TASK TO CARRY OUT — From the first record to the last, write each one out again exactly.

━━━━

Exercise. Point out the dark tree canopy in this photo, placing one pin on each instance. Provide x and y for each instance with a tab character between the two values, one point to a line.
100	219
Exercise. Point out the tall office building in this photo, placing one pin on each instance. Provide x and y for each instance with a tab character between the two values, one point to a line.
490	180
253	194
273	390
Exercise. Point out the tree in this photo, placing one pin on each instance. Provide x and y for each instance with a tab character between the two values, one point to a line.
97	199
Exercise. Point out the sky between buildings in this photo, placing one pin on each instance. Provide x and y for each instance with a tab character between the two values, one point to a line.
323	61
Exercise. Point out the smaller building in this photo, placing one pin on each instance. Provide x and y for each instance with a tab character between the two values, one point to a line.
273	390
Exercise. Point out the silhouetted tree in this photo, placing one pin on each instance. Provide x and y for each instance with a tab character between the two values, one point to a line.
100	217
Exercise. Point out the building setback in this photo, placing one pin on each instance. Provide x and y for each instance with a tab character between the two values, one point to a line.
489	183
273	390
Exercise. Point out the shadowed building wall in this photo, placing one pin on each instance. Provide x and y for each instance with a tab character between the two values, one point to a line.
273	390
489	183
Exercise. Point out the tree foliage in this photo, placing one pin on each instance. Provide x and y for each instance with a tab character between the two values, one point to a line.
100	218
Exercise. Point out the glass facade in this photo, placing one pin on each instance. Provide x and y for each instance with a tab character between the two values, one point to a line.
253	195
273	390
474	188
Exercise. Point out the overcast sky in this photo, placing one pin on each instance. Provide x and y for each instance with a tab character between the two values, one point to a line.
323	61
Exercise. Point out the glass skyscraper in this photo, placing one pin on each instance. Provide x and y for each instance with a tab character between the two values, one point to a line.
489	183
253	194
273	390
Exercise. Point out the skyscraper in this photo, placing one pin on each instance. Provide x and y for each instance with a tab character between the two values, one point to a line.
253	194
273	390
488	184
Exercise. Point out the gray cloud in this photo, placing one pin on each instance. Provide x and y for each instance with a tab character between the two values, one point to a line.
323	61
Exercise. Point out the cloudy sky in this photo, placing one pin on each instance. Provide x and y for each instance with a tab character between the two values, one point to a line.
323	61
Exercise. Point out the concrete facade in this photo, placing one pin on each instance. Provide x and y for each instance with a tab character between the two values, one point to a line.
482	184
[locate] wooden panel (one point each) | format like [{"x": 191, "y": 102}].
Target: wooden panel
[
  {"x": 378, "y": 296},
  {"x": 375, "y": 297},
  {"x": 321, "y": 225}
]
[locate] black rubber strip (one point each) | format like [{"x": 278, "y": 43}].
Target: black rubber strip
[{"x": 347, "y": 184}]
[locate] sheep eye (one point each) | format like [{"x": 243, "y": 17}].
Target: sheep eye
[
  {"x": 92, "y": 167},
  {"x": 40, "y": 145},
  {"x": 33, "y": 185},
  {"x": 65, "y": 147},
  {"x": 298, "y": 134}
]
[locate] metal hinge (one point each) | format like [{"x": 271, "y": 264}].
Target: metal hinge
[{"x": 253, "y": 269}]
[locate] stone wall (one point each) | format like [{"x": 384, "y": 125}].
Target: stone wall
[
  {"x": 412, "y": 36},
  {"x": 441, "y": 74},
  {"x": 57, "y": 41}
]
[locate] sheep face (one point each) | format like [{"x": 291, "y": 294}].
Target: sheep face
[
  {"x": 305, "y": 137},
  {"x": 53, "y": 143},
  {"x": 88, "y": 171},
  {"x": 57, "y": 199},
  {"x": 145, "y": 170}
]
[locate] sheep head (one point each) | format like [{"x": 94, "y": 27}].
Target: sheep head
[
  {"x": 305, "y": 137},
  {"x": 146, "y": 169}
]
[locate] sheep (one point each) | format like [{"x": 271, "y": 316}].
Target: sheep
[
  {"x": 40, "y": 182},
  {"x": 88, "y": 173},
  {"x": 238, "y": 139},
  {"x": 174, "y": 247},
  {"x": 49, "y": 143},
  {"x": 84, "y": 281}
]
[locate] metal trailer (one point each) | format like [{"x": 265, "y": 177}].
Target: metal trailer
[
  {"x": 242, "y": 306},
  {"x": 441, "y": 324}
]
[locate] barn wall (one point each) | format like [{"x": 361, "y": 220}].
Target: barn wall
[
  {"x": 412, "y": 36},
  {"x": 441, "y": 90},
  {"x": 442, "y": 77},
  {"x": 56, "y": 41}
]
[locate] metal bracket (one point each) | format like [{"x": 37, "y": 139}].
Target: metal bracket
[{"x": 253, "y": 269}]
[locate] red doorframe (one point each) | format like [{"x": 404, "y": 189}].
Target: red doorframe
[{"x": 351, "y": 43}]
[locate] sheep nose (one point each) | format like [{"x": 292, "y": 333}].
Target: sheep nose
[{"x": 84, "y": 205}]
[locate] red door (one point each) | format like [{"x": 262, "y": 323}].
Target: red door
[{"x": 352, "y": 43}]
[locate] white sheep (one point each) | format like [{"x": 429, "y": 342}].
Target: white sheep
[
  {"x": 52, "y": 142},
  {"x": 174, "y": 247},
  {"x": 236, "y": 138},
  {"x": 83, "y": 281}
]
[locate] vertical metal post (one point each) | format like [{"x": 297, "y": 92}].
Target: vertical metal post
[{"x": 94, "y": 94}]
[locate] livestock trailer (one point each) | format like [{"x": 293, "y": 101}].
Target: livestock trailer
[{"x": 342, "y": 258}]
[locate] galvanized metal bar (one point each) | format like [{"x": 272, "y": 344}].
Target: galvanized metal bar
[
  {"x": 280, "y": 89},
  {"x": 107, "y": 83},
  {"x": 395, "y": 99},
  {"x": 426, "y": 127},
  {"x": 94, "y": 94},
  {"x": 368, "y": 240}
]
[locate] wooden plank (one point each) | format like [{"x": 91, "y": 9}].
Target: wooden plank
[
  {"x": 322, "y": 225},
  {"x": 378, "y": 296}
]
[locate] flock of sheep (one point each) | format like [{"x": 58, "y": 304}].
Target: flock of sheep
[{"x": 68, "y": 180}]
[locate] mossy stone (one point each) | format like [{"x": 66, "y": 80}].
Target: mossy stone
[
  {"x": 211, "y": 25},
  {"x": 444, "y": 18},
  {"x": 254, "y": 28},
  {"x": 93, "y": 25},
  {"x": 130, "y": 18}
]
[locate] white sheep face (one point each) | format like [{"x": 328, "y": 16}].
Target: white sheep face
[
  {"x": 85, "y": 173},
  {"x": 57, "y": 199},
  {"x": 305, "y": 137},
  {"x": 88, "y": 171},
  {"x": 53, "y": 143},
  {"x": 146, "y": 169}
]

━━━━

TASK OUTPUT —
Exercise. Point out the dark tree canopy in this photo, placing one pin on each instance. Provide x and y for each instance with a tab character between the two values, one point to a line.
100	219
Exercise. Point out the tall office building in this photo, placing one pin on each instance. Provide x and y for each instance with a tab character between the two values, one point to a line.
490	180
253	194
273	390
Exercise. Point out the tree in this photo, placing one pin on each instance. Provide x and y for each instance with a tab character between the two values, one point to a line.
97	199
Exercise. Point out the sky between buildings in this photo, placing one pin on each instance. Provide x and y for each instance with a tab character between the two values, one point to a line.
323	61
Exercise. Point out the smaller building in this photo, placing one pin on each instance. Provide x and y for each instance with a tab character between the two values, one point to a line.
273	390
Exercise. Point out the silhouetted tree in this photo, placing one pin on each instance. Provide x and y for each instance with a tab character between the two values, one point to a line.
100	217
Exercise. Point out the building setback in this photo, placing one pin on each instance. Provide x and y for each instance with a tab character between the two values, one point to a line.
489	183
273	390
Exercise. Point out the shadowed building wall in this photo, placing one pin on each instance. Provide x and y for each instance with a tab character between the two values, one point to a line.
273	390
489	183
Exercise. Point out the tree foliage in this photo, placing one pin on each instance. Provide x and y for each instance with a tab character between the two values, one point to a line.
100	218
Exercise. Point out the glass facade in this photo, placing one pin on each instance. Provide x and y for each instance with a tab character between the two values, one point to a line.
253	195
273	390
474	188
Exercise. Point out the overcast sky in this photo, placing one pin on each instance. Provide x and y for each instance with a tab character between the two values, one point to a line.
323	61
Exercise. Point out the glass skyscraper in this photo, placing one pin on each instance. Provide x and y for each instance with a tab character between the two values, one point to a line.
489	183
253	194
273	390
Exercise. Point out the skyscraper in this photo, placing one pin on each instance. Provide x and y for each instance with a tab character between the two values, one point to a line.
253	194
273	390
488	184
Exercise. Point out the gray cloud in this photo, placing one pin on each instance. Provide x and y for each instance with a tab character between the two values, one point to a line.
323	61
Exercise. Point out the cloudy sky in this photo, placing one pin on each instance. Provide x and y for each instance with a tab character between the two values, one point to a line.
323	61
Exercise. Point out the concrete facade in this photo, placing one pin on each instance. Provide x and y for each instance with a tab character between the two values, one point to a line.
482	184
[locate] wooden panel (one point each) | format like [{"x": 191, "y": 102}].
Target: wooden panel
[
  {"x": 378, "y": 296},
  {"x": 375, "y": 297},
  {"x": 321, "y": 225}
]
[locate] black rubber strip (one point each) | format like [{"x": 278, "y": 43}].
Target: black rubber strip
[{"x": 347, "y": 184}]
[locate] sheep eye (one point each) | format like [{"x": 243, "y": 17}].
Target: sheep eye
[
  {"x": 92, "y": 167},
  {"x": 40, "y": 145},
  {"x": 33, "y": 185},
  {"x": 65, "y": 147},
  {"x": 298, "y": 134}
]
[locate] metal hinge (one point each) | format like [{"x": 271, "y": 264}].
Target: metal hinge
[{"x": 253, "y": 269}]
[locate] stone wall (one point each) | format like [{"x": 384, "y": 125}].
Target: stone wall
[
  {"x": 412, "y": 36},
  {"x": 441, "y": 74},
  {"x": 57, "y": 41}
]
[locate] sheep face (one point each) | format like [{"x": 291, "y": 294}].
Target: sheep face
[
  {"x": 305, "y": 137},
  {"x": 53, "y": 143},
  {"x": 88, "y": 171},
  {"x": 57, "y": 199},
  {"x": 145, "y": 170}
]
[locate] sheep head (one point each) | format like [{"x": 94, "y": 27}].
Target: sheep head
[
  {"x": 305, "y": 137},
  {"x": 146, "y": 169}
]
[locate] sheep (one point each) | format like [{"x": 271, "y": 316}].
Target: sheep
[
  {"x": 40, "y": 182},
  {"x": 88, "y": 173},
  {"x": 238, "y": 139},
  {"x": 174, "y": 247},
  {"x": 49, "y": 143},
  {"x": 84, "y": 281}
]
[locate] metal trailer (one point each) | format like [{"x": 265, "y": 177}].
Target: metal trailer
[
  {"x": 242, "y": 306},
  {"x": 441, "y": 324}
]
[locate] barn wall (one point each) | format like [{"x": 361, "y": 220}].
Target: barn wall
[
  {"x": 412, "y": 36},
  {"x": 441, "y": 90},
  {"x": 442, "y": 77},
  {"x": 56, "y": 41}
]
[locate] metal bracket (one point each) | format like [{"x": 37, "y": 139}].
Target: metal bracket
[{"x": 253, "y": 269}]
[locate] red doorframe (one point each) | format like [{"x": 404, "y": 189}].
Target: red doorframe
[{"x": 351, "y": 43}]
[locate] sheep nose (one point each) | format like [{"x": 292, "y": 333}].
Target: sheep nose
[{"x": 84, "y": 205}]
[locate] red door (one point each) | format like [{"x": 262, "y": 323}].
Target: red door
[{"x": 352, "y": 43}]
[locate] white sheep (one point each) | format like [{"x": 429, "y": 342}].
Target: white sheep
[
  {"x": 52, "y": 142},
  {"x": 174, "y": 247},
  {"x": 236, "y": 138},
  {"x": 83, "y": 281}
]
[locate] vertical metal post (one point each) | format like [{"x": 297, "y": 92}].
Target: vertical metal post
[{"x": 94, "y": 94}]
[locate] livestock trailer (one point each) | format like [{"x": 293, "y": 101}].
Target: livestock trailer
[{"x": 342, "y": 258}]
[locate] galvanized metal bar (one point each) | format like [{"x": 272, "y": 344}].
Target: galvanized metal bar
[
  {"x": 280, "y": 89},
  {"x": 107, "y": 83},
  {"x": 395, "y": 99},
  {"x": 426, "y": 127},
  {"x": 94, "y": 94},
  {"x": 368, "y": 240}
]
[locate] wooden plank (one point each) | format like [{"x": 91, "y": 9}].
Target: wooden plank
[
  {"x": 322, "y": 225},
  {"x": 378, "y": 296}
]
[locate] flock of sheep (one point each) | format like [{"x": 58, "y": 304}].
Target: flock of sheep
[{"x": 68, "y": 180}]
[locate] mossy stone (one point each) | format like [{"x": 66, "y": 80}].
Target: mossy stone
[
  {"x": 211, "y": 25},
  {"x": 444, "y": 18},
  {"x": 254, "y": 28},
  {"x": 93, "y": 25},
  {"x": 130, "y": 18}
]
[locate] white sheep face (one point each) | format like [{"x": 328, "y": 16}].
Target: white sheep face
[
  {"x": 85, "y": 173},
  {"x": 57, "y": 199},
  {"x": 305, "y": 137},
  {"x": 88, "y": 171},
  {"x": 53, "y": 143},
  {"x": 146, "y": 169}
]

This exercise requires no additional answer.